Extract:
How to produce plots

How to run legend-data-monitor

After the installation, a executable is available at ~/.local/bin. To automatically generate plots, two different methods are available. All methods rely on the existence of a config file containing the output folder (output) where to store results, the dataset you want to inspect, and the subsystems (pulser, geds, spms) you want to study and for which you want to load data. See next section for more details.

You can either run the code by importing the legend-data-monitor module:

import legend-data-monitor as ldm
user_config = "path_to_config.yaml"
ldm.control_plots(user_config)

(Annotation dataset entries)
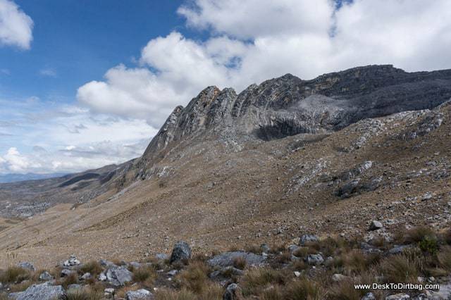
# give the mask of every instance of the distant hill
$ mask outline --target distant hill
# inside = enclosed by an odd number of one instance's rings
[[[56,177],[64,176],[65,173],[51,174],[3,174],[0,175],[0,183],[16,182],[18,181],[37,180],[39,179],[48,179]]]

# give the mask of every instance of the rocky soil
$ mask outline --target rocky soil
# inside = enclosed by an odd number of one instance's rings
[[[440,230],[451,220],[450,99],[451,71],[390,65],[287,75],[239,94],[209,87],[141,158],[0,185],[0,268],[74,253],[140,261],[179,240],[210,254],[300,232],[390,242],[406,228]]]

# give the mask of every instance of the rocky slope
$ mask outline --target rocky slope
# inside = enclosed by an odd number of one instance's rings
[[[390,65],[287,75],[237,95],[209,87],[108,180],[54,182],[30,199],[53,196],[45,212],[0,219],[0,261],[132,261],[179,239],[204,253],[303,232],[371,239],[373,220],[387,239],[406,226],[440,229],[451,220],[450,99],[450,70]],[[94,194],[80,201],[71,189],[84,182]]]

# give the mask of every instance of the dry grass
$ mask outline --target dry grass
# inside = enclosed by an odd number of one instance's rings
[[[142,266],[133,270],[133,281],[147,287],[151,286],[156,278],[156,273],[151,266]]]
[[[67,292],[66,300],[101,300],[103,293],[91,289],[69,290]]]
[[[415,283],[420,275],[418,263],[405,255],[395,255],[384,258],[381,262],[380,270],[385,282]]]
[[[32,273],[20,267],[9,267],[0,274],[0,282],[8,283],[20,283],[31,277]]]
[[[89,273],[95,277],[100,274],[104,270],[104,268],[98,261],[92,261],[82,265],[80,270],[82,273],[82,275]]]
[[[193,262],[175,277],[179,287],[202,294],[208,287],[209,268],[202,262]]]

Tasks for this exercise:
1) In the guide on producing plots, substitute "configuration file" for "config file" and write out the part starting with "How to produce" and going on through "for more details.".
2) According to the guide on producing plots, which subsystems can the config file specify for study?

Task-by-task solutions:
1)
How to produce plots

How to run legend-data-monitor

After the installation, a executable is available at ~/.local/bin. To automatically generate plots, two different methods are available. All methods rely on the existence of a configuration file containing the output folder (output) where to store results, the dataset you want to inspect, and the subsystems (pulser, geds, spms) you want to study and for which you want to load data. See next section for more details.

2) Pulser, geds, and spms.